── AUSZUG
2.2.3. Die eine Antragslegitimation begründenden Voraussetzungen sind hier nicht erfüllt, wie die Bundesregierung in ihrer Äußerung zutreffend darlegt. Die angefochtene Norm kann sich ihrem Inhalt nach nur auf Angehörige des im §117 Abs1 NO umschriebenen Personenkreises, nämlich auf Notariatsangestellte beziehen, die im Fall der Eintragung in ein bei der Notariatskammer geführtes Verzeichnis "Notariatskandidaten" sind. Da die Antragstellerin nach ihrem Vorbringen in keinem Anstellungsverhältnis zu einem Notar steht, kann die bekämpfte Norm also schon deswegen in ihre Rechte gar nicht aktuell eingreifen. Daß es später zu einem solchen Eingriff kommen mag, begründet die Antragslegitimation für sich allein noch nicht (VfSlg. 11685/1988). Geht die Antragstellerin aber ein Anstellungsverhältnis ein, bei dem die Heranbildung "zum Notariat" vereinbart wird, so stellt die Anzeigeerstattung an die Notariatskammer nach §117 Abs2 NO eine vertragliche Nebenpflicht des Notars dar. Dabei wäre die Anzeige einer bereits über 35jährigen Notariatsangestellten zur Eintragung in die Liste der Kandidaten dann keinesfalls standeswidrig, wenn der Notar darlegt, daß auch er ein Interesse an der Prüfung der Verfassungskonformität des einfachgesetzlich festgelegten Eintrittsalters für Notariatskandidaten habe.
────
── DATENAUSZUG
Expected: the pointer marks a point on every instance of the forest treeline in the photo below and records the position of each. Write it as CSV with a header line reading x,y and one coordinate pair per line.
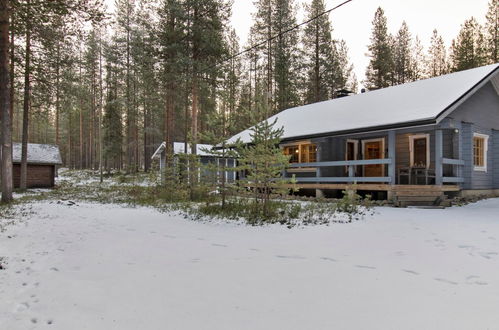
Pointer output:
────
▶ **SCHRIFTLICHE AUFGABE 1**
Übertragen Sie den folgenden Satz aus dem Auszug zur Antragslegitimation ins Englische: „Da die Antragstellerin nach ihrem Vorbringen in keinem Anstellungsverhältnis zu einem Notar steht, kann die bekämpfte Norm also schon deswegen in ihre Rechte gar nicht aktuell eingreifen.“
▶ **SCHRIFTLICHE AUFGABE 2**
Führen Sie den Auszug zur Antragslegitimation im Anschluss an seinen letzten Satz fort.

▶ **RICHTIGE ANTWORT 1**
Since, according to her submission, the applicant is not in an employment relationship with a notary, the contested provision cannot, for that reason alone, actually interfere with her rights at present.

▶ **RICHTIGE ANTWORT 2**
Die Antragstellerin ist im übrigen nicht im Recht, wenn sie vermeint, in einem über die Verweigerung der Eintragung in die Liste der Notariatskandidaten abzuführenden Verfahren komme ihr keine Parteistellung zu. Denn nach §117 a Abs4 NO hat die Notariatskammer, so sie die Eintragung in das Verzeichnis zu verweigern beabsichtigt, den Notar und den Bewerber zu hören; gegen die Entscheidung über die Eintragung steht sowohl dem anzeigenden Notar als auch dem Bewerber das Rechtsmittel der Berufung an den Oberlandesgerichtspräsidenten zu (§117 a Abs4 iVm §138 Abs1 Z1 NO). Die Antragstellerin könnte daher einen über ihre Berufung gegen die Entscheidung der Notariatskammer (im Eintragungsverfahren) ergehenden Bescheid des Oberlandesgerichtspräsidenten infolge Erschöpfung des administrativen Instanzenzugs (s. §138 Abs1 Z2 NO) beim Verfassungsgerichtshof nach Art144 B-VG bekämpfen; in diesem Zusammenhang wäre es ihr auch möglich, die behauptete Verfassungswidrigkeit der einem solchen Bescheid zugrunde liegenden Bestimmungen geltend zu machen (VfSlg. 8063/1977, 9041/1981, 9459/1982, 11346/1987, 12975/1992).
2.3. Zu §117 a Abs2 zweiter Satz, zweiter Teil NO:
Die Bekämpfung der Vorschrift über die Zulässigkeit einer neuerlichen Eintragung in ein Verzeichnis nach dem 35. Lebensjahr (§117 a Abs2 Satz 2, zweiter Teil NO) scheitert schon daran, daß in der Eingabe, die sich ausschließlich mit der Ersteintragung beschäftigt, Bedenken ob der Verfassungsmäßigkeit dieser vom ersten Teilsatz des zweiten Satzes in §117 a Abs2 NO trennbaren Gesetzesbestimmung nicht im einzelnen dargelegt wurden (§62 Abs1 Satz 2 VerfGG 1953): Ein Antrag, der solche Darlegungen nicht enthält, leidet an einem unbehebbaren Formgebrechen, das notwendig zur Zurückweisung führt (vgl. VfSlg. 11610/1988, 11970/1989, 13168/1992).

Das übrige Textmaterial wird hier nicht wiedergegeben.